### Given request
Please copy word for word the lines of the data, starting with the line that contains "Mark every instance of the lizard tail" and going on through the last line of the data, with both of those lines included.

====== Provided records ======

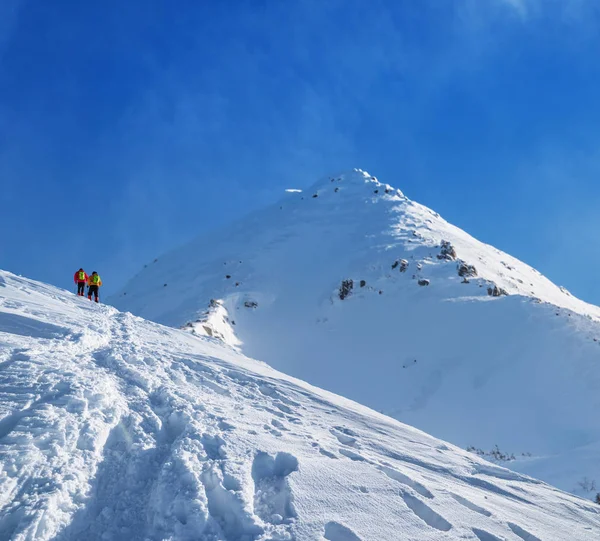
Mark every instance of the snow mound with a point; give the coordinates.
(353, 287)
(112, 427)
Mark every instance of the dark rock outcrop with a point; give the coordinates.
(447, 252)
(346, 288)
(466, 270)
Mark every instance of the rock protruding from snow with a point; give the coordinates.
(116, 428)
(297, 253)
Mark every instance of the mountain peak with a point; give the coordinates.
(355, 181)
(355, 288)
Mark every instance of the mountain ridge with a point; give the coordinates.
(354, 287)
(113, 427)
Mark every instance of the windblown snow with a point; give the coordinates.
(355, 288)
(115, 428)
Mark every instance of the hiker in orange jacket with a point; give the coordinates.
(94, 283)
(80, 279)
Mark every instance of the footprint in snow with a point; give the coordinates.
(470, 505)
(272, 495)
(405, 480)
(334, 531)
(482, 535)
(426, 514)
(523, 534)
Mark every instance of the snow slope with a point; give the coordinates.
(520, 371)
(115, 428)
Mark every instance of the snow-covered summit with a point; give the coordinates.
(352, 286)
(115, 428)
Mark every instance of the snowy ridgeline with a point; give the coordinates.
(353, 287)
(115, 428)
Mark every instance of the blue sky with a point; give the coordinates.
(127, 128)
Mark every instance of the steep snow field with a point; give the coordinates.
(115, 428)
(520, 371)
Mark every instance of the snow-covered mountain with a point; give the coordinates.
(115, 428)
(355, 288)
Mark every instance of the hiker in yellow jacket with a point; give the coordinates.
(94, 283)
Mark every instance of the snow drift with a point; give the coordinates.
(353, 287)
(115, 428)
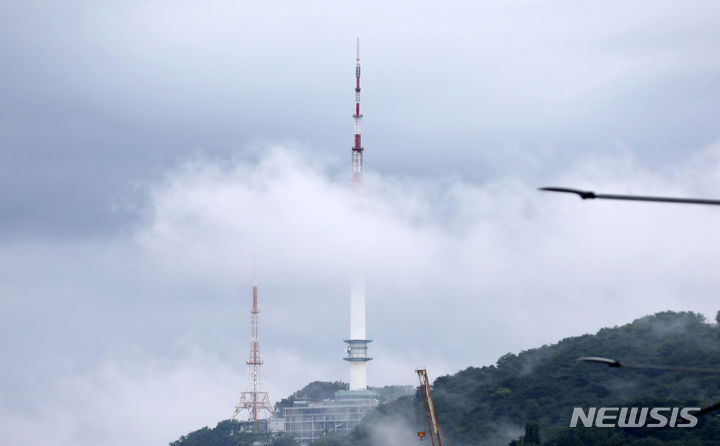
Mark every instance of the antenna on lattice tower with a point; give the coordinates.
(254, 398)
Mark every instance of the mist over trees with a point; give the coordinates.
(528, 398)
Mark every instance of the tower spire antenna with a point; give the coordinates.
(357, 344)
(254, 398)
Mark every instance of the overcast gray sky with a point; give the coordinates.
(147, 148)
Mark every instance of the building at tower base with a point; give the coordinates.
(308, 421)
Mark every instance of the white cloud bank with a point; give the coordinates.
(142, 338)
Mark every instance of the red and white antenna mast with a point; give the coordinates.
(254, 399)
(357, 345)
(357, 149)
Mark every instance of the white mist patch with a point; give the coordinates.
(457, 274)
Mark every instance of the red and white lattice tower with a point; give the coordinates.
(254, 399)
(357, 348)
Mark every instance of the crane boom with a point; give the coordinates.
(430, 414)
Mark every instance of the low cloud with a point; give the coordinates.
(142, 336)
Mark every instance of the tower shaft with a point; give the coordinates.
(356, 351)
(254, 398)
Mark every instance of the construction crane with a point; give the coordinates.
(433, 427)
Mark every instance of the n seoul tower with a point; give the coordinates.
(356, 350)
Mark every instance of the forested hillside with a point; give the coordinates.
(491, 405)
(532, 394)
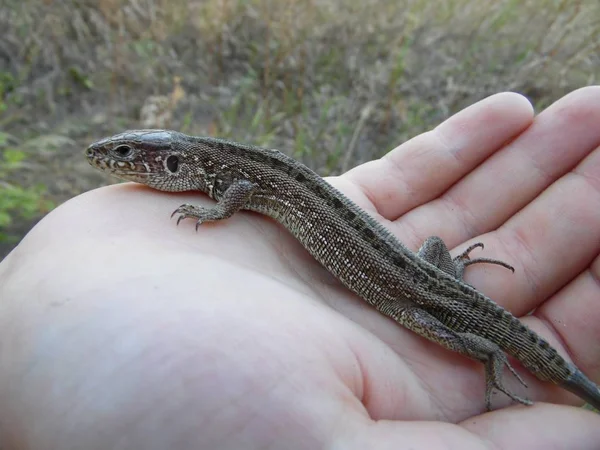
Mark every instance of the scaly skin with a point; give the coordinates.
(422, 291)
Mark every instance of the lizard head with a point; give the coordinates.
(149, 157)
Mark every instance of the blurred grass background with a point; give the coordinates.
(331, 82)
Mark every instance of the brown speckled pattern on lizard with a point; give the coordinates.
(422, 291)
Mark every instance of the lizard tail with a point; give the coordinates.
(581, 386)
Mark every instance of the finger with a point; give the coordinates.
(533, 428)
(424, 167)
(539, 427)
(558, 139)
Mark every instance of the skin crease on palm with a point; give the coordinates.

======

### Correct response
Mark every instance of the lizard tail with a point; give the coordinates.
(581, 386)
Mark every instance of the finger with a point; give the coordinates.
(533, 428)
(424, 167)
(539, 427)
(558, 139)
Mark every instance of the skin crease on palm with a point; give the coordinates.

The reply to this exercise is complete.